**O QUE FAZER:** Converta em lista numerada o trecho dos dados que começa na linha que contém "Give the segmentation of every instance of the scout's" e termina na linha que contém "[[190,29],[188,27],[185,28],[185,35],[187,36],[189,33]]", com as duas incluídas. Omita as linhas em branco.

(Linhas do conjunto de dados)
● ● ● ● ● ● ●

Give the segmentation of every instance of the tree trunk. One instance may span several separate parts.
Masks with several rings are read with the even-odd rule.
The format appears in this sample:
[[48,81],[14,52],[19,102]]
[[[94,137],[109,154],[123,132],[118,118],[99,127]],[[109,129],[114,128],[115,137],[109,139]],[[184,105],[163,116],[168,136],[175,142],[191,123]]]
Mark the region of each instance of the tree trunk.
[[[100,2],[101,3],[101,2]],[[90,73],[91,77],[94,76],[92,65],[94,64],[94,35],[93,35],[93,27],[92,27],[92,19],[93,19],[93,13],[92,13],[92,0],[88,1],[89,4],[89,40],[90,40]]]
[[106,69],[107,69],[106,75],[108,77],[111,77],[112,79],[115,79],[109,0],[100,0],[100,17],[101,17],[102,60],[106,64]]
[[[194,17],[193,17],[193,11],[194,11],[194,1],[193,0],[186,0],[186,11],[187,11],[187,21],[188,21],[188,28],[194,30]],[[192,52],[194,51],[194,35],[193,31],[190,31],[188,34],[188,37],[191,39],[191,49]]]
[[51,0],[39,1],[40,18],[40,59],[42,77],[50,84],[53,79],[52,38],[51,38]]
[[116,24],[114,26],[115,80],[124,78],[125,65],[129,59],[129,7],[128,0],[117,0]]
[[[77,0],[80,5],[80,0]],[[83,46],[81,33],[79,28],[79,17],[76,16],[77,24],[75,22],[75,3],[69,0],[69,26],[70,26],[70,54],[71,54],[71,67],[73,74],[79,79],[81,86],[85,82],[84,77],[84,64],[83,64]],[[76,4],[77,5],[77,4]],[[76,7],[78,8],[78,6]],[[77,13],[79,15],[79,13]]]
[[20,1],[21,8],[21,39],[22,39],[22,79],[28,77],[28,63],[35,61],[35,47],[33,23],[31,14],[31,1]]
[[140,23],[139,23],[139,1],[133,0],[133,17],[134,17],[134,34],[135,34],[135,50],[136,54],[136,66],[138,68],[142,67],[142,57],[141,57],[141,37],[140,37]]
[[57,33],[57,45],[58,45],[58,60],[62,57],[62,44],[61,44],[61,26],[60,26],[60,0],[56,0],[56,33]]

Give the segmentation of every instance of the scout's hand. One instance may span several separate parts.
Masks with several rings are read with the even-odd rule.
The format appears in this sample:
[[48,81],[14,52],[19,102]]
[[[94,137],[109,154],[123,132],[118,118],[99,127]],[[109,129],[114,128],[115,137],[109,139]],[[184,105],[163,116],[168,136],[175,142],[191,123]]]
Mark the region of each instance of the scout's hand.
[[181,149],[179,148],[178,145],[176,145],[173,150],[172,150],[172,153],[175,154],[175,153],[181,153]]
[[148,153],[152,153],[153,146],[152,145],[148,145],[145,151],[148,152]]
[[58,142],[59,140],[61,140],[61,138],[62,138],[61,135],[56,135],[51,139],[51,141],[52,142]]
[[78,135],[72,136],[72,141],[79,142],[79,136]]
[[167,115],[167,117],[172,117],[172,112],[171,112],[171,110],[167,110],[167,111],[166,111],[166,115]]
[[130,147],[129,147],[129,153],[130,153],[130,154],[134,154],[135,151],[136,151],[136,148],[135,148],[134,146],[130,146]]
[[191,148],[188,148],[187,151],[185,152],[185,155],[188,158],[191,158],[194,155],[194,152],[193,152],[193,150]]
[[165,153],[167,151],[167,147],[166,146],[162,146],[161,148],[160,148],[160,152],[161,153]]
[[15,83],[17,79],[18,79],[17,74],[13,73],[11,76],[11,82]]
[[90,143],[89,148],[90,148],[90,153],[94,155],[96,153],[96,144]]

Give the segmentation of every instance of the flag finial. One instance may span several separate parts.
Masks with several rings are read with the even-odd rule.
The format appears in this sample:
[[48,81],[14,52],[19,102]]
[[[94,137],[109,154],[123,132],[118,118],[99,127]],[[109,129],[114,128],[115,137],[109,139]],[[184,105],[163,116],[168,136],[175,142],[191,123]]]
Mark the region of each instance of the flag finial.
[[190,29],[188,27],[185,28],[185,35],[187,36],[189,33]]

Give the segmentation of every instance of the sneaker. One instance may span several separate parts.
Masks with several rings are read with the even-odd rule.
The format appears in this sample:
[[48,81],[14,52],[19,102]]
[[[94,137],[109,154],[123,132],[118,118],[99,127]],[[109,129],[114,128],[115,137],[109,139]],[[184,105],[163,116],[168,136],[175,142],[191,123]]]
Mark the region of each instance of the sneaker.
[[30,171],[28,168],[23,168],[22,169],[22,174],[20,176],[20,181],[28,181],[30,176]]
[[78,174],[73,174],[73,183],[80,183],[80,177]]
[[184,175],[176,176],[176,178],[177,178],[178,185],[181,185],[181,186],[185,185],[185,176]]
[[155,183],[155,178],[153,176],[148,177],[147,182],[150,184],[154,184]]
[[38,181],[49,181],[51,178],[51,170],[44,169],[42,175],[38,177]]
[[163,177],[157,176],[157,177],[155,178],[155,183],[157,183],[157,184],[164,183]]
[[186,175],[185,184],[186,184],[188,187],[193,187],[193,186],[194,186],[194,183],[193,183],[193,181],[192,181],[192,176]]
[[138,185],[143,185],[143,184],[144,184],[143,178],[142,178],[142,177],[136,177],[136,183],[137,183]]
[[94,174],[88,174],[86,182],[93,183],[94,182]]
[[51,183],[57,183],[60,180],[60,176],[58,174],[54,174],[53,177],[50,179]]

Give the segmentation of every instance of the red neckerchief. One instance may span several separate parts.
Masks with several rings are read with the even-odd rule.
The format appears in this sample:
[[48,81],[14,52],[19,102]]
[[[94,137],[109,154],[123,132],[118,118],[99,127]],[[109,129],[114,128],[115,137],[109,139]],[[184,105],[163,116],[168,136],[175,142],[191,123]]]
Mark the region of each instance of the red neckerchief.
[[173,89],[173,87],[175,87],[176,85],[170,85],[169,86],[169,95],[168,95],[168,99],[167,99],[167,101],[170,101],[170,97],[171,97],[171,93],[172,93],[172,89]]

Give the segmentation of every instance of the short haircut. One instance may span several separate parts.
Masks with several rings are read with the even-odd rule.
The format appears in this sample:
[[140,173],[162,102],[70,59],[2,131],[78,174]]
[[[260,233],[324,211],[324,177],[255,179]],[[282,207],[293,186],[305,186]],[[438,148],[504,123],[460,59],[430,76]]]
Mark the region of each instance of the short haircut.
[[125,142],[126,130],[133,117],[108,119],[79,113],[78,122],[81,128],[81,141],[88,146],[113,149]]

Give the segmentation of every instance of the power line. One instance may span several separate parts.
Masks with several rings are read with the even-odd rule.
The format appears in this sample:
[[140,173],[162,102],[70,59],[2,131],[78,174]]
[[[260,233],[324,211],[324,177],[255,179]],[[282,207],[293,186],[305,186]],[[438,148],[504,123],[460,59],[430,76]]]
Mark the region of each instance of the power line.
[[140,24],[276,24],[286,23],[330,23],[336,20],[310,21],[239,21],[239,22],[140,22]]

● ● ● ● ● ● ●

**RESULTADO DA TAREFA:**
1. Give the segmentation of every instance of the scout's hand. One instance may span several separate parts.
2. Masks with several rings are read with the even-odd rule.
3. The format appears in this sample:
4. [[48,81],[14,52],[19,102]]
5. [[[94,137],[109,154],[123,132],[118,118],[99,127]],[[109,129],[114,128],[115,137],[109,139]],[[184,105],[163,116],[168,136],[175,142],[191,123]]]
6. Mark the region of each instance of the scout's hand.
7. [[181,149],[179,148],[178,145],[176,145],[173,150],[172,150],[172,153],[175,154],[175,153],[181,153]]
8. [[148,153],[152,153],[153,146],[152,145],[148,145],[145,151],[148,152]]
9. [[58,142],[59,140],[61,140],[61,138],[62,138],[61,135],[56,135],[51,139],[51,141],[52,142]]
10. [[78,135],[72,136],[72,141],[79,142],[79,136]]
11. [[167,115],[167,117],[172,117],[172,112],[171,112],[171,110],[167,110],[167,111],[166,111],[166,115]]
12. [[130,147],[129,147],[129,153],[130,153],[130,154],[134,154],[135,151],[136,151],[136,148],[135,148],[134,146],[130,146]]
13. [[191,148],[188,148],[187,151],[185,152],[185,155],[188,158],[191,158],[194,155],[194,152],[193,152],[193,150]]
14. [[165,153],[167,151],[167,147],[166,146],[162,146],[161,148],[160,148],[160,152],[161,153]]
15. [[15,83],[17,79],[18,79],[17,74],[13,73],[11,76],[11,82]]
16. [[90,143],[89,148],[90,148],[90,153],[94,155],[96,153],[96,144]]
17. Give the segmentation of every instance of the flag finial. One instance may span several separate parts.
18. Masks with several rings are read with the even-odd rule.
19. The format appears in this sample:
20. [[48,81],[14,52],[19,102]]
21. [[[94,137],[109,154],[123,132],[118,118],[99,127]],[[109,129],[114,128],[115,137],[109,139]],[[184,105],[163,116],[168,136],[175,142],[191,123]]]
22. Mark the region of each instance of the flag finial.
23. [[190,29],[188,27],[185,28],[185,35],[187,36],[189,33]]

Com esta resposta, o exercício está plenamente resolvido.